Among the entries below, find every line that has "meat" and pull it out.

[Saved entries]
= = = = = = =
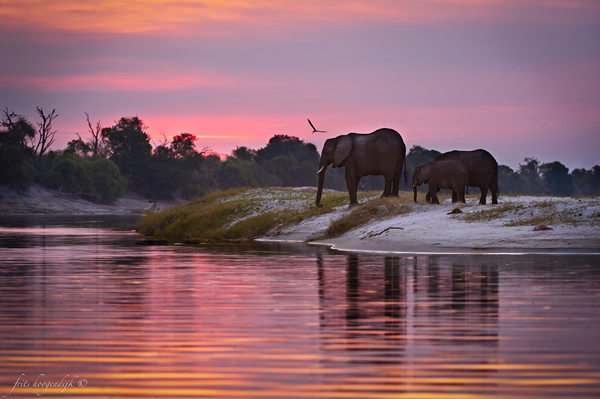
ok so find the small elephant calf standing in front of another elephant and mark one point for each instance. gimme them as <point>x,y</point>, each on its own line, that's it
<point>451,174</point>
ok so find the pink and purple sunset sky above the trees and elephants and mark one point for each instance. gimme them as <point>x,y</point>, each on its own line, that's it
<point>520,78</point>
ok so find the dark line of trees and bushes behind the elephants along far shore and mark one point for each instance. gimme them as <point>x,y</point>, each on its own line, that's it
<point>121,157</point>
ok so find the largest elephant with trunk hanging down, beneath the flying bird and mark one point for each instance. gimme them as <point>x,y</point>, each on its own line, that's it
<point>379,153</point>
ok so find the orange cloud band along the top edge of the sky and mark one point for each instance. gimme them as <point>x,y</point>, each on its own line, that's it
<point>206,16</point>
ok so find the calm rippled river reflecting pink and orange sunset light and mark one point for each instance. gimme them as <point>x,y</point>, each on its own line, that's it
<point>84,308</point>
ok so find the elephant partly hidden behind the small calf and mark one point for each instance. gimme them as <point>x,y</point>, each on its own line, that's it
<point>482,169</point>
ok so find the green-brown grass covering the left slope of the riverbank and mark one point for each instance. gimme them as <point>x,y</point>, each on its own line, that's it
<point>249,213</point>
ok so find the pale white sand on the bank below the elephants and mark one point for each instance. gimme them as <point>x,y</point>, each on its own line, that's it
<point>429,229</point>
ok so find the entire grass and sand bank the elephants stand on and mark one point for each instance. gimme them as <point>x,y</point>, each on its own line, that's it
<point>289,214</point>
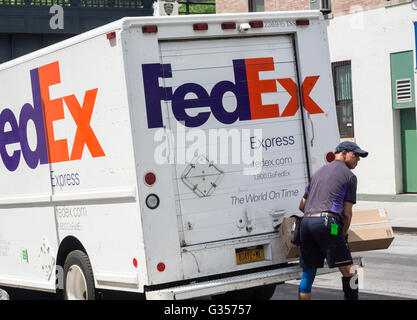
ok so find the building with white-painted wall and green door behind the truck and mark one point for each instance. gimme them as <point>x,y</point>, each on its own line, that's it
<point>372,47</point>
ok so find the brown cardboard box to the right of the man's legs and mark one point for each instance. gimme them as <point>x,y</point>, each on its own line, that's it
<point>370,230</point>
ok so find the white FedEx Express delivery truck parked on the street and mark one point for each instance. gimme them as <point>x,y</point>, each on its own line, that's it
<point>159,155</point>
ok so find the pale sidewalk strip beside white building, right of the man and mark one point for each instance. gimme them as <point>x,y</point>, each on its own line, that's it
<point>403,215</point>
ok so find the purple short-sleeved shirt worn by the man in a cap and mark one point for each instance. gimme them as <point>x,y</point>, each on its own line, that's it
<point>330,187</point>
= = = = = = =
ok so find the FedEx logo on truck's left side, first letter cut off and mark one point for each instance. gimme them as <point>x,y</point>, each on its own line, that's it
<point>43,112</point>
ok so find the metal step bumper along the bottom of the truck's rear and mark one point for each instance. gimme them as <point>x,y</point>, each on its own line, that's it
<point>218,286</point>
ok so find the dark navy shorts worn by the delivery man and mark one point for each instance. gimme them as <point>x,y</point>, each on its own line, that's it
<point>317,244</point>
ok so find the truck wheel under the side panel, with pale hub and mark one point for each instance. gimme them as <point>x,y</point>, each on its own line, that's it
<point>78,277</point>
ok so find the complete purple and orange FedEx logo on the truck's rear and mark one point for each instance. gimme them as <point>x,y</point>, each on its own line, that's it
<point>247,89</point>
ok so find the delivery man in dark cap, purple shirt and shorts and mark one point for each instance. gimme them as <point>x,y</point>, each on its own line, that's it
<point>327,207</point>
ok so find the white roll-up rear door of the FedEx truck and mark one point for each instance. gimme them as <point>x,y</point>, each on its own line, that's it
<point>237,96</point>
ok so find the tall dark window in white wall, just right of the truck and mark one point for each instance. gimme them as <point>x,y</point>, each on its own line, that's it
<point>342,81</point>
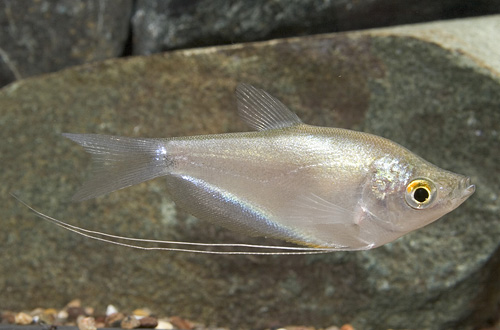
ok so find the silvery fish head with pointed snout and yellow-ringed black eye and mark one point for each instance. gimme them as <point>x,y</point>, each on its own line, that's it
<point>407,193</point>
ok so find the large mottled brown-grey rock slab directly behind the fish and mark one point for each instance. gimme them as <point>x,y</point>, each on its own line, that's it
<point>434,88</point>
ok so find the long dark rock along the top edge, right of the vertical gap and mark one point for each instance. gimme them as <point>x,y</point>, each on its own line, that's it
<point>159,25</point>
= = = = = = =
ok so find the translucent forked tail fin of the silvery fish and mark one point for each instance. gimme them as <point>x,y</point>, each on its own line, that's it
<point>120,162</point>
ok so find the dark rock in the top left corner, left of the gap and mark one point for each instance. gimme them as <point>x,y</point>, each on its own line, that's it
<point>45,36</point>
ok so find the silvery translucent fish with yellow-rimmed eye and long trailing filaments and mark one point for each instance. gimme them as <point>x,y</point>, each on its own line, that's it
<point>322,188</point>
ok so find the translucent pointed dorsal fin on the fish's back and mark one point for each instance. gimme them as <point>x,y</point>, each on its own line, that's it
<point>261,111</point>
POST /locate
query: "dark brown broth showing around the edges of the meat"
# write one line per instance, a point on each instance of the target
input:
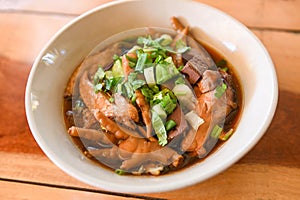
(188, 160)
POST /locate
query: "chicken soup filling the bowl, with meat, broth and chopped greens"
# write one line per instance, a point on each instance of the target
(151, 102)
= = = = = = =
**Exercise response**
query: "dark brown broth showing around the edges of the meat"
query: "chicken soup filling the bowl, with meat, broth and chopped greens"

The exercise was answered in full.